Instruction: Write each line out again exactly as written.

Location identification entries:
========
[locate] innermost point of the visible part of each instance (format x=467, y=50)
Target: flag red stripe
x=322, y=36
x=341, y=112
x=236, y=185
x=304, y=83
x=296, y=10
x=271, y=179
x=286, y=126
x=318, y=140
========
Result of this exercise:
[locate] innermost point of the visible part of each instance (format x=467, y=50)
Target: flag red stripe
x=322, y=36
x=341, y=112
x=236, y=185
x=304, y=83
x=296, y=10
x=271, y=179
x=286, y=126
x=318, y=140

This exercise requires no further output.